• Instruction
Which of the rows below contain the string "shirt", with case counting? Pull out each such row in full.

[Raw records]
● ● ● ●
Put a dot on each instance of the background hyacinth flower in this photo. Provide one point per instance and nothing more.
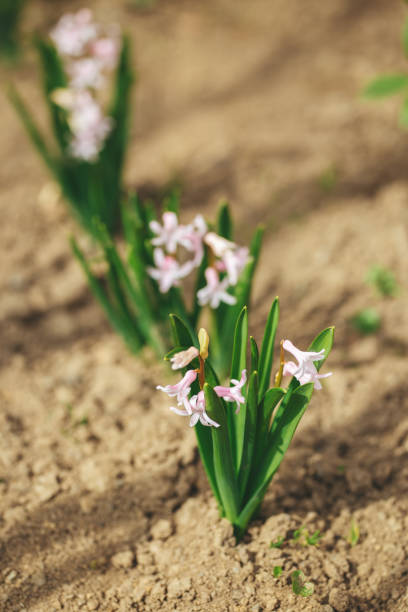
(243, 429)
(80, 62)
(166, 269)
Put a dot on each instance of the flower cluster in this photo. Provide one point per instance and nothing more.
(226, 258)
(305, 370)
(89, 53)
(194, 406)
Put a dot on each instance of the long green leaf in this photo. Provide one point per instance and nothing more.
(182, 335)
(276, 451)
(254, 354)
(130, 335)
(32, 130)
(240, 344)
(224, 221)
(265, 410)
(405, 37)
(222, 455)
(249, 427)
(267, 348)
(236, 423)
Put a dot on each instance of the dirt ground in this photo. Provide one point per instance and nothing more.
(104, 504)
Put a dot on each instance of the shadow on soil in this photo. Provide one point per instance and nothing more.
(115, 520)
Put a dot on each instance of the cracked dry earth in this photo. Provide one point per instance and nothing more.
(104, 504)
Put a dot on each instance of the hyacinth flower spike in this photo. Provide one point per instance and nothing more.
(169, 267)
(242, 449)
(304, 371)
(78, 60)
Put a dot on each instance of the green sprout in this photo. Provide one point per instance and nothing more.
(383, 280)
(278, 543)
(354, 533)
(366, 321)
(298, 534)
(299, 585)
(313, 540)
(328, 179)
(387, 85)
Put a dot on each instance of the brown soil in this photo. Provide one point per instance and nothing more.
(104, 504)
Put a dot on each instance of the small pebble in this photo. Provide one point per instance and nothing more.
(123, 559)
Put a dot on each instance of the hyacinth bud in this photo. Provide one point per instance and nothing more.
(204, 340)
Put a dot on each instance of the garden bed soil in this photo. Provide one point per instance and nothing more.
(104, 504)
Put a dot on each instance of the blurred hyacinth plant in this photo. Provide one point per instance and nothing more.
(167, 267)
(243, 429)
(10, 13)
(79, 61)
(387, 85)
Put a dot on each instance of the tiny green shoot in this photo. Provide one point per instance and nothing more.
(313, 540)
(366, 321)
(277, 571)
(299, 585)
(383, 280)
(278, 543)
(328, 178)
(298, 534)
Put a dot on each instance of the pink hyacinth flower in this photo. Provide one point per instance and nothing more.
(233, 394)
(218, 244)
(304, 371)
(191, 238)
(89, 126)
(235, 262)
(183, 358)
(85, 73)
(168, 234)
(215, 291)
(74, 32)
(181, 389)
(195, 409)
(168, 272)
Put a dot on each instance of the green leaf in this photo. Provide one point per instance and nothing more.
(181, 333)
(236, 422)
(33, 131)
(278, 444)
(172, 201)
(224, 221)
(130, 333)
(140, 305)
(267, 348)
(404, 114)
(278, 543)
(386, 85)
(405, 37)
(299, 586)
(324, 340)
(222, 457)
(265, 409)
(313, 540)
(254, 354)
(247, 433)
(240, 344)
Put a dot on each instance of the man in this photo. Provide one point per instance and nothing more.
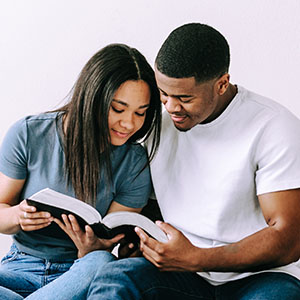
(227, 179)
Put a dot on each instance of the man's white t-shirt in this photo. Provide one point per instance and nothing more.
(207, 179)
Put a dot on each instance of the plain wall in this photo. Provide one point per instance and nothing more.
(44, 45)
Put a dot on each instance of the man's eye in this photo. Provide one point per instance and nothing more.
(116, 110)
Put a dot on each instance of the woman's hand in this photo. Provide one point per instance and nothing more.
(29, 219)
(85, 241)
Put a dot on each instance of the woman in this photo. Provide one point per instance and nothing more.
(88, 149)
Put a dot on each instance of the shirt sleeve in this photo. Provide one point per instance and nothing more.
(13, 157)
(136, 186)
(278, 155)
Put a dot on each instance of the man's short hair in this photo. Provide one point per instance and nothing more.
(194, 50)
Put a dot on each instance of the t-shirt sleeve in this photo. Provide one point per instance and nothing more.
(136, 185)
(278, 155)
(13, 160)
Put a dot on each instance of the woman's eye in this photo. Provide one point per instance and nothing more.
(116, 110)
(140, 114)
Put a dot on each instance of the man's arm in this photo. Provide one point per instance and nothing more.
(276, 245)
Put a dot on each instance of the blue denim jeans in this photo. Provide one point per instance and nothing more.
(22, 275)
(136, 278)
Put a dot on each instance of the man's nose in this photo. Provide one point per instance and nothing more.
(172, 104)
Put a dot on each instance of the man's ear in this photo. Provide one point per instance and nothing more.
(222, 84)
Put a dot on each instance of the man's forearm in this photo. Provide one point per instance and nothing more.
(265, 249)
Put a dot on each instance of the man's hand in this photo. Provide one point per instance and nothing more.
(85, 241)
(127, 249)
(175, 255)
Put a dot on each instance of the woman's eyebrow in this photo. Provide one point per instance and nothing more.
(126, 104)
(176, 96)
(120, 102)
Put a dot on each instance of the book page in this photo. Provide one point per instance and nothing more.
(59, 200)
(119, 218)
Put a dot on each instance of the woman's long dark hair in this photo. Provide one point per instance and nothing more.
(87, 140)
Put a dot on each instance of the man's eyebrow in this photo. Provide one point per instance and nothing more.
(176, 96)
(126, 104)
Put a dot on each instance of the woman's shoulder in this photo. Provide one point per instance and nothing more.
(134, 151)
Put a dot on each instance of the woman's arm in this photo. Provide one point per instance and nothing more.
(15, 216)
(115, 206)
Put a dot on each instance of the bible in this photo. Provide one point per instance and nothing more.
(107, 227)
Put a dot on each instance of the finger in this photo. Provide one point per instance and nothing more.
(75, 226)
(59, 223)
(36, 215)
(66, 222)
(89, 232)
(25, 207)
(26, 227)
(167, 228)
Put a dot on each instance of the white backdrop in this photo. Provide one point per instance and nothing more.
(44, 45)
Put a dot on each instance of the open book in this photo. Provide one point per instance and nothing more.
(112, 224)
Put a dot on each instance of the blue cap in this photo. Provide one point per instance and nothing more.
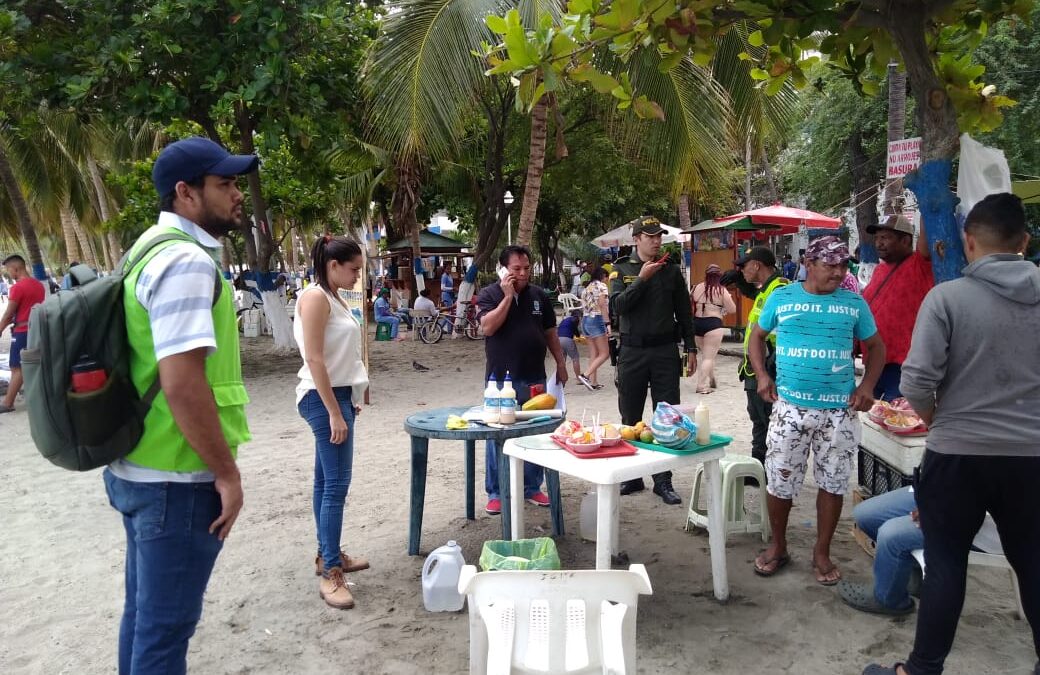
● ● ● ●
• Response
Put a dot on each instance of the man's white t-shirt in this photo. Provide one point per instance and nothing more.
Put a dot on each instance of the shirt sleeve in this photo. Provide one point per instance and nothing more.
Put a dot on each instance of the t-shirt sleeve in this photo. Provide one point per instance and nothing more.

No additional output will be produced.